Reproduce the part of the discussion of health care costs below, starting at "Read the comment" and ending at "and not before.".

*PASSAGE FOR REVIEW*
..........

In other counties, governmental systems have more controls over drug pricing so the consumer doesn't even have the option to choose the best drug.
 
I had a suspicion, so I did a little Googling on metalhead's chart.

The chart was compiled from a study that tracks government spending on healthcare. That skyrockets in the US at retirement age because that's when people are eligible for Medicare, so it's only then, in the US, that the government starts paying for healthcare.

Read the comment by Bruce at this site:

http://theincidentaleconomist.com/w...-day-health-care-spending-by-age-and-country/


For all that, I'm still preparing myself to die inexpensively if possible, when my time comes.
 
My idea of 'palliative care' is a 24/7 morphine drip.

They have patches for that now. No needle required, just stick 'em on and you're good to go.

For all that, I'm still preparing myself to die inexpensively if possible, when my time comes.

If I don't win the sudden unexpected drop dead prize, I plan on hiking up into the local hills (leaning on sons if necessary) with my close friends and family members and partying my tail off, climaxing in a massive heroin overdose and collapsing into an available unmarked grave. This, of course, when infirmity makes my happy go lucky lifestyle no longer sustainable and not before.
 
My own fantasy is to go to a very remote place, dig my own grave, piling the soil on the windward side of the grave, expire with the effort, and have the wind slowly cover my corpse.

I eat poorly enough that I might win your drop-dead prize, in which case disposing of my corpse will lamentably be something I burden someone with. But not late-life health care, that I'm determined.

..........

*DATA EXTRACT*
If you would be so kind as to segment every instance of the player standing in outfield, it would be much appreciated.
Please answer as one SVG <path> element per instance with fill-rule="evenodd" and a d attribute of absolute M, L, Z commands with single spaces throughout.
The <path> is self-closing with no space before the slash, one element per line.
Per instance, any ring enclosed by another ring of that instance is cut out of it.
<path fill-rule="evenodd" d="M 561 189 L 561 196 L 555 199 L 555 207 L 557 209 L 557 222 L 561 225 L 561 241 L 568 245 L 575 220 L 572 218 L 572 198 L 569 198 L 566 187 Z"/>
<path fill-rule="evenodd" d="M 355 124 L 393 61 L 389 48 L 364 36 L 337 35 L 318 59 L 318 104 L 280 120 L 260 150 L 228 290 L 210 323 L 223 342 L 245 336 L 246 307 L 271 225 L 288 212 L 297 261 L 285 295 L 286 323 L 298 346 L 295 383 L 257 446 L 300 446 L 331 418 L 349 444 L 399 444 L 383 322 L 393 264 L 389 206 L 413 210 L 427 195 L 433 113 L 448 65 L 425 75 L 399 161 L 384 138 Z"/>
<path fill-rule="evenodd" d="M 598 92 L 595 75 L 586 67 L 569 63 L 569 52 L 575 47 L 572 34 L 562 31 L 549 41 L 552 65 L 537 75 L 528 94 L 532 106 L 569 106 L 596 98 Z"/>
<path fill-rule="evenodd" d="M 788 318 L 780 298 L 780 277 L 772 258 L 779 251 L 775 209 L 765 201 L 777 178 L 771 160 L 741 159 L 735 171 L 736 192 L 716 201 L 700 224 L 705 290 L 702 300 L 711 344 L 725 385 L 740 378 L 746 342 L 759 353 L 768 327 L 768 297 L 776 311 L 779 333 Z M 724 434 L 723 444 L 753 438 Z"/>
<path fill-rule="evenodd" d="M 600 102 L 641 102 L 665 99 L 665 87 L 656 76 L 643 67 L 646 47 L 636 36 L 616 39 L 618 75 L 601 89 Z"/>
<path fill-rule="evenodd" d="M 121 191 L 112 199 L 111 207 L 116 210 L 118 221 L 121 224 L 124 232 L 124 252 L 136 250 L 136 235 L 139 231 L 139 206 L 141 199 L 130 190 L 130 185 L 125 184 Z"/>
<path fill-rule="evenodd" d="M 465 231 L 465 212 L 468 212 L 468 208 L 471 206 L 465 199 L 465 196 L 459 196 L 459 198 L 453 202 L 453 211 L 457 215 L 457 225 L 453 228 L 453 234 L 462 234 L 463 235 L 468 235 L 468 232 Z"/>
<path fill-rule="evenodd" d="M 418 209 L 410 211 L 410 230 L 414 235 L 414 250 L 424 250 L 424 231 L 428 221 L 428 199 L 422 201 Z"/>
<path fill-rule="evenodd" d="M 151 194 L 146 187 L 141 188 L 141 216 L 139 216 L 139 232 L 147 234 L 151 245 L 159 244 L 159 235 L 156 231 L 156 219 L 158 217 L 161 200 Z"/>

..........

*WRITTEN SOLUTION*
Read the comment by Bruce at this site:

http://theincidentaleconomist.com/w...-day-health-care-spending-by-age-and-country/


For all that, I'm still preparing myself to die inexpensively if possible, when my time comes.
 
My idea of 'palliative care' is a 24/7 morphine drip.

They have patches for that now. No needle required, just stick 'em on and you're good to go.

For all that, I'm still preparing myself to die inexpensively if possible, when my time comes.

If I don't win the sudden unexpected drop dead prize, I plan on hiking up into the local hills (leaning on sons if necessary) with my close friends and family members and partying my tail off, climaxing in a massive heroin overdose and collapsing into an available unmarked grave. This, of course, when infirmity makes my happy go lucky lifestyle no longer sustainable and not before.